Source extract:

10 Reasons to eat more Saturated Fat

A fatty acid is a molecule that is made up of a chain of carbon atoms. These chains can vary in length from 1 – 24 carbons. Fatty acids are given their names based on how long the chain is and at what position the “unsaturation” occurs. If the fatty acid is saturated then the carbon chain length determines the name.

What is a saturated fat? Each carbon atom in the fatty acid chain has room for two hydrogen molecules, except at the end where it has room for three. A fatty acid possessing two hydrogen atoms for every carbon atom in the chain is said to be saturated. A fatty acid missing two or more hydrogen atoms along the chain which causes double bonds between carbon atoms is said to be unsaturated. If there is one double bond the fatty acid is referred to as monounsaturated. If there are two or more double bonds found along the chain, the fatty acid is referred to as polyunsaturated.

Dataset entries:

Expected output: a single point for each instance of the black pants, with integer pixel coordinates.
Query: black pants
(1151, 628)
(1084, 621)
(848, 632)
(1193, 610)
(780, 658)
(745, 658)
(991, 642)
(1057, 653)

Problem set:
**1.** Rewrite the saturated fat text from "A fatty acid is" to "to as polyunsaturated.", swapping "referred to as" for "called".
**2.** According to the saturated fat text, what range of lengths can the carbon chains in fatty acids have?
These rows come from a separate source.

Responses per task:
**1.**
A fatty acid is a molecule that is made up of a chain of carbon atoms. These chains can vary in length from 1 – 24 carbons. Fatty acids are given their names based on how long the chain is and at what position the “unsaturation” occurs. If the fatty acid is saturated then the carbon chain length determines the name.

What is a saturated fat? Each carbon atom in the fatty acid chain has room for two hydrogen molecules, except at the end where it has room for three. A fatty acid possessing two hydrogen atoms for every carbon atom in the chain is said to be saturated. A fatty acid missing two or more hydrogen atoms along the chain which causes double bonds between carbon atoms is said to be unsaturated. If there is one double bond the fatty acid is called monounsaturated. If there are two or more double bonds found along the chain, the fatty acid is called polyunsaturated.

**2.** They can range from 1 to 24 carbons.